* Given text
+--

Part II has been shown in the US. I think the plan is to make it available on iTunes mid-May.


----------



## glslang (Dec 5, 2009)

Saw this on Pistonheads. Looks like good advice.

http://www.pistonheads.com/gassing/topic.asp?h=0&f=25&t=1156007&mid=0&nmt=Advice+from+the+ACO


----------



## neilc (Aug 8, 2011)

Only 2 weeks now. Cant wait !!


----------



## CWM3 (Mar 4, 2012)

Going Thursday to Monday, not in the TT but one of my sons is chauffeuring me down there in his car, so beers aplenty, looks like I could drive there and he could drive home....sound familiar?


----------



## glslang (Dec 5, 2009)

CWM3 said:


> Going Thursday to Monday, not in the TT but one of my sons is chauffeuring me down there in his car, so beers aplenty, looks like I could drive there and he could drive home....sound familiar?


Hope it's an Audi ;-). Joking aside, sounds like a few of us are going although not in a TT  . Where's everyone staying? Airtrack for me.


----------



## CWM3 (Mar 4, 2012)

+--

* Work instructions
[A] In the forum thread, translate this sentence into Spanish: "Joking aside, sounds like a few of us are going although not in a TT."
[B] According to the forum thread, who is chauffeuring CWM3 down there?
[C] Continue the forum thread from its final line.

+--

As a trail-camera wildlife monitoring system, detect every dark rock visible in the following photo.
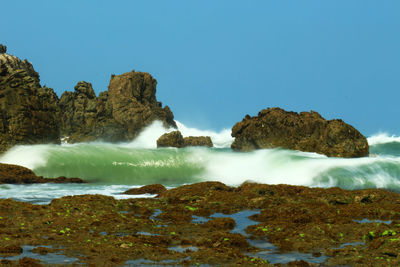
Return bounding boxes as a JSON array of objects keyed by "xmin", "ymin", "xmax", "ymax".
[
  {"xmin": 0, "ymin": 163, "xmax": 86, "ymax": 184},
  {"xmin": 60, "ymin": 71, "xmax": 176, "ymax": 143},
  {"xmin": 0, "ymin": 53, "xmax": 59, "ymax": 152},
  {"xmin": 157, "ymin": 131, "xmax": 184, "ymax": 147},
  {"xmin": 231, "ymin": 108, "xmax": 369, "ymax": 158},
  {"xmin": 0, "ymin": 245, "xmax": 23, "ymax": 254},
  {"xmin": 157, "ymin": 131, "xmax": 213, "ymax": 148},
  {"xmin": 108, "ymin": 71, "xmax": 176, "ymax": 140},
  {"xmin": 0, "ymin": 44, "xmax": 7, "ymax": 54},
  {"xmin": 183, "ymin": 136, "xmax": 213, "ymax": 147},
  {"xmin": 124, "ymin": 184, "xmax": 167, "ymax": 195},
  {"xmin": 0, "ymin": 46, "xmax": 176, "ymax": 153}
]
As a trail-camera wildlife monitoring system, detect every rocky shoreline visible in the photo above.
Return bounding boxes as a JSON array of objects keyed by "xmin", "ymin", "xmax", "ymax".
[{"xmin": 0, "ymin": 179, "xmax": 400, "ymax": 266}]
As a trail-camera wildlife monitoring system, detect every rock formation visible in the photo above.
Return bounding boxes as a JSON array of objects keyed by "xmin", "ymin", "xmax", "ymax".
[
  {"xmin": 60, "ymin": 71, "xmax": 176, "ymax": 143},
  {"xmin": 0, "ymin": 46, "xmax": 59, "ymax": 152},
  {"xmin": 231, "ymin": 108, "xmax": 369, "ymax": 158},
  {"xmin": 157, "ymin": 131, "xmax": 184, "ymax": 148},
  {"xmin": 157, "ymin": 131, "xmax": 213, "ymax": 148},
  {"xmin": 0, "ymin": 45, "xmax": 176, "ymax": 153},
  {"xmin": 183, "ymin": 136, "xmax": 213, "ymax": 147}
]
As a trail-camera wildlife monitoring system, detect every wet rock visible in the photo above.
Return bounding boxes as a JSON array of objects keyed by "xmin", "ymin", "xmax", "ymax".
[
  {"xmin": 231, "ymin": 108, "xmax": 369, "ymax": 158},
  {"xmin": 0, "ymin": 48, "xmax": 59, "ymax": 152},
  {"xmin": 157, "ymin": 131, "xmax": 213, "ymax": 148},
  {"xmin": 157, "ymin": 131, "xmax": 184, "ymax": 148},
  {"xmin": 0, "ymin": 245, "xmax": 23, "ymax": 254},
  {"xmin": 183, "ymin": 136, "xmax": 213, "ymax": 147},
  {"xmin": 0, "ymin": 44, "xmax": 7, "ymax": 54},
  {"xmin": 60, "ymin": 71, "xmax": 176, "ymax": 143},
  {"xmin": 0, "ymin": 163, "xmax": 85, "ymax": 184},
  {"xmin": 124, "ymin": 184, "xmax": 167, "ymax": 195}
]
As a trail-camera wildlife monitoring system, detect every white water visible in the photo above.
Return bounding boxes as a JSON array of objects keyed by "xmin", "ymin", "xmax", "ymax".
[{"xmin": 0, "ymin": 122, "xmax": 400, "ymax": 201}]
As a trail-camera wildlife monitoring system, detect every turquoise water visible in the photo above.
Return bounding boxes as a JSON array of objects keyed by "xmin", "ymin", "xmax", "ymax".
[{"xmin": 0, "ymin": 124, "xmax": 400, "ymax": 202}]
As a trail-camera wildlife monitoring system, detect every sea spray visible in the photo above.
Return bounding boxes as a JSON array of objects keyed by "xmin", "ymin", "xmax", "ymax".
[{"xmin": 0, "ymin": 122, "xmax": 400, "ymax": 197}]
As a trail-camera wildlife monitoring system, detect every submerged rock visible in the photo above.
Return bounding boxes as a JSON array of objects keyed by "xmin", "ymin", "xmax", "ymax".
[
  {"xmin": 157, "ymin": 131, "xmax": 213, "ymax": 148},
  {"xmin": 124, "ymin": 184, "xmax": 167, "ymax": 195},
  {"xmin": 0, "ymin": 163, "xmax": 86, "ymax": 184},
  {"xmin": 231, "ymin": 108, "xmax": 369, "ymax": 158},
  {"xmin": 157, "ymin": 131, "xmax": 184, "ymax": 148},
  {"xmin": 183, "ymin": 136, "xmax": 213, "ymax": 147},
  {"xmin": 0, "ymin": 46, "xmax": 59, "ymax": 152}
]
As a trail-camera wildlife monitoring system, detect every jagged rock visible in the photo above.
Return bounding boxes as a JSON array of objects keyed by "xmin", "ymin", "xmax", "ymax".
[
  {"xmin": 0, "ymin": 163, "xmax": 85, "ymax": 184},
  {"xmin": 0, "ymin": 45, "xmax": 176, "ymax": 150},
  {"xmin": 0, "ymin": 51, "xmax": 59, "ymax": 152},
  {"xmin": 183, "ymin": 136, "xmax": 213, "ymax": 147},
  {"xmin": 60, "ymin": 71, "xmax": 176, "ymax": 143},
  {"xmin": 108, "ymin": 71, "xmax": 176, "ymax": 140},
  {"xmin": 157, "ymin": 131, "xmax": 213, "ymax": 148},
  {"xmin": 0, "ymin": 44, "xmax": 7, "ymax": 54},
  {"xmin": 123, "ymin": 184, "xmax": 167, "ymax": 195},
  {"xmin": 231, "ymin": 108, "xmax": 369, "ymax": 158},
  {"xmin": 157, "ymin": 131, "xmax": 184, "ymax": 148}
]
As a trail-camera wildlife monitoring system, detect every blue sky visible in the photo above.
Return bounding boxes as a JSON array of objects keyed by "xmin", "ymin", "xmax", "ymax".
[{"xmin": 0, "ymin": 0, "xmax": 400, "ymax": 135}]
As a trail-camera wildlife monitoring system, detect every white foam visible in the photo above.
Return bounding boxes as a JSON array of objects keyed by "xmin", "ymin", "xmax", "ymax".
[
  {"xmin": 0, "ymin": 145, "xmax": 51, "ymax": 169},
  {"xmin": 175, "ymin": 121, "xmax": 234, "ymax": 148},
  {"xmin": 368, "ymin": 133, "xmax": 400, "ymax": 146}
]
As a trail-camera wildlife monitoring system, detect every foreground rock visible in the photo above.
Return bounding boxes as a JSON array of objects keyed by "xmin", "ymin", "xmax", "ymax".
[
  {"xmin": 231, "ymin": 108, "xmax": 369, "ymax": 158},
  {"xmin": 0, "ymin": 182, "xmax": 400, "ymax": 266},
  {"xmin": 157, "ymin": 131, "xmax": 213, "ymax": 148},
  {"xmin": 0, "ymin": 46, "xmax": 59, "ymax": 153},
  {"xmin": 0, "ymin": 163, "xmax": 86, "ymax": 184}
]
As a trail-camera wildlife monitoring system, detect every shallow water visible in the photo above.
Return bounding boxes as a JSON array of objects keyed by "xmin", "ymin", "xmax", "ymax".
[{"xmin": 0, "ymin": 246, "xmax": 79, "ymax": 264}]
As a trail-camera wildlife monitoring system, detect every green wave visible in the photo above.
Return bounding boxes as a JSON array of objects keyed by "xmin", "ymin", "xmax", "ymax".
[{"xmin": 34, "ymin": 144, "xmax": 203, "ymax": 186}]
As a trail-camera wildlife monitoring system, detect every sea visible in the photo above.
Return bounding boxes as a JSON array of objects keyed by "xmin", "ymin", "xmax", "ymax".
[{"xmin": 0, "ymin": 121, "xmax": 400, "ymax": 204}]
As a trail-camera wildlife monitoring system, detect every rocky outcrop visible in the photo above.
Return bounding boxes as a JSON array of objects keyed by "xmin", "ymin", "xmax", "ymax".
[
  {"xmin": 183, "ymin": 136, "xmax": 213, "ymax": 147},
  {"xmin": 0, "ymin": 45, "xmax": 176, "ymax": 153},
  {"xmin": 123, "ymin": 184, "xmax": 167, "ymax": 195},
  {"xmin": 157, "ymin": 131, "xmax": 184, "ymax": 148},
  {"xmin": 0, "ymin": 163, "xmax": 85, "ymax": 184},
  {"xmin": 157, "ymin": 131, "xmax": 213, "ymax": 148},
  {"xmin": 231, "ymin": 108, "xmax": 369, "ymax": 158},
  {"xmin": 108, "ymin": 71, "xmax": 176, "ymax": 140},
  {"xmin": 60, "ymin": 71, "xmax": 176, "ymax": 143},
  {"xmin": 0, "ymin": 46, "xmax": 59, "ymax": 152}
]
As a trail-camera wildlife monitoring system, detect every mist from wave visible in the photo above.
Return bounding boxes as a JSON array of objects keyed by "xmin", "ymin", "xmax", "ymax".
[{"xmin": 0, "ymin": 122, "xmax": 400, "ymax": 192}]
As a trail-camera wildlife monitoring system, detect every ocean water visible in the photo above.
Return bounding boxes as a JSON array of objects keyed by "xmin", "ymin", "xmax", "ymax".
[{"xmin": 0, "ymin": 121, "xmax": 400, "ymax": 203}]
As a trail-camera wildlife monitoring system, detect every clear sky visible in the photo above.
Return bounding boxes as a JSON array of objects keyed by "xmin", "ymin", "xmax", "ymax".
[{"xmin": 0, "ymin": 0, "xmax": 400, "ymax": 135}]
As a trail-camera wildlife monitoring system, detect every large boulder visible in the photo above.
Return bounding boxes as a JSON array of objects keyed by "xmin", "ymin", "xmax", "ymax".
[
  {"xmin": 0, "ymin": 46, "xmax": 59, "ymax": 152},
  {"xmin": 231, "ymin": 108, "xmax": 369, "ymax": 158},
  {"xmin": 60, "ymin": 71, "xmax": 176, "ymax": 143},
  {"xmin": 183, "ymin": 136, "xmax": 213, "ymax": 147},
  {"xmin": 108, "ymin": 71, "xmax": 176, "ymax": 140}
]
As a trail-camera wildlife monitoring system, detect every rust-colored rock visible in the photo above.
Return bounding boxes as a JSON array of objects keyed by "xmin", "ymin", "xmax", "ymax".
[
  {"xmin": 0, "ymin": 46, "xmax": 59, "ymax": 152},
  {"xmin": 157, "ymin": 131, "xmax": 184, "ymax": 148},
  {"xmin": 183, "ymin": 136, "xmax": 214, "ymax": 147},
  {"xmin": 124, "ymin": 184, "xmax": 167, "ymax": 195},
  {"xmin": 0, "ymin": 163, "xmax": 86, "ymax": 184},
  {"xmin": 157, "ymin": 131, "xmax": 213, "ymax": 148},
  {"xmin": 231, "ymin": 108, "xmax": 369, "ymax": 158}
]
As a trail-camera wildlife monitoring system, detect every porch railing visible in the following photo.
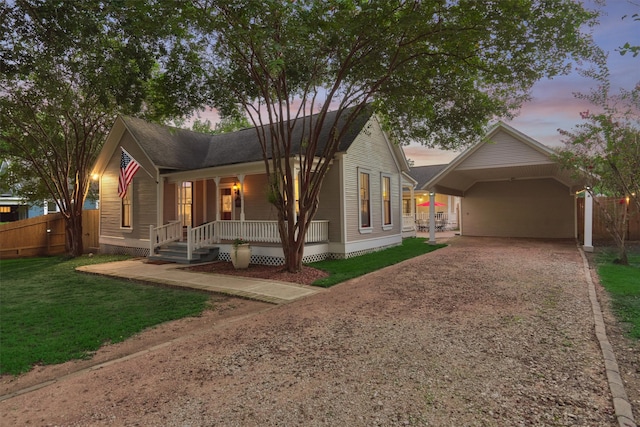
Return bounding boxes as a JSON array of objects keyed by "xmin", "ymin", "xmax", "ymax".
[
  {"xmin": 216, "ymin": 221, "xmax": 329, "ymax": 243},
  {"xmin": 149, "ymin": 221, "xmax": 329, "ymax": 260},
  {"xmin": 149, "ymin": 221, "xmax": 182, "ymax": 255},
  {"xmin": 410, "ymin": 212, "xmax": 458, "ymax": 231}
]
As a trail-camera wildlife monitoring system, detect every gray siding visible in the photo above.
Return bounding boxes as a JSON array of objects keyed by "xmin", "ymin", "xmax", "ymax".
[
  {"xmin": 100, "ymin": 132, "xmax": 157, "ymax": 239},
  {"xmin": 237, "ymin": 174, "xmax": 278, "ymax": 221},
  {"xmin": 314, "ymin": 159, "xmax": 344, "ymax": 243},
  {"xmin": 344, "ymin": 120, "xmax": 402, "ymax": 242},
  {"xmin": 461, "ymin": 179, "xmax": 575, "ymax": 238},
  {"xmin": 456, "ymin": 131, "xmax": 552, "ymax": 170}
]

+--

* Expected responses
[A] Bromas aparte, parece que unos cuantos vamos a ir, aunque no en un TT.

[B] One of CWM3's sons, in the son's own car.

[C]
glslang said:


> CWM3 said:
> 
> 
> > Going Thursday to Monday, not in the TT but one of my sons is chauffeuring me down there in his car, so beers aplenty, looks like I could drive there and he could drive home....sound familiar?
> ...


Not an Audi, but similar, a 996, TT with an engine fitted in the boot  Obviously went down the production line backwards I guess, just means my fuel contribution will be twice as much as it would have been in the TT , as it averages 20mpg  , staying at Bounty Lakes.


----------



## neilc (Aug 8, 2011)

glslang said:


> CWM3 said:
> 
> 
> > Going Thursday to Monday, not in the TT but one of my sons is chauffeuring me down there in his car, so beers aplenty, looks like I could drive there and he could drive home....sound familiar?
> ...


Airtrack too for me


----------



## glslang (Dec 5, 2009)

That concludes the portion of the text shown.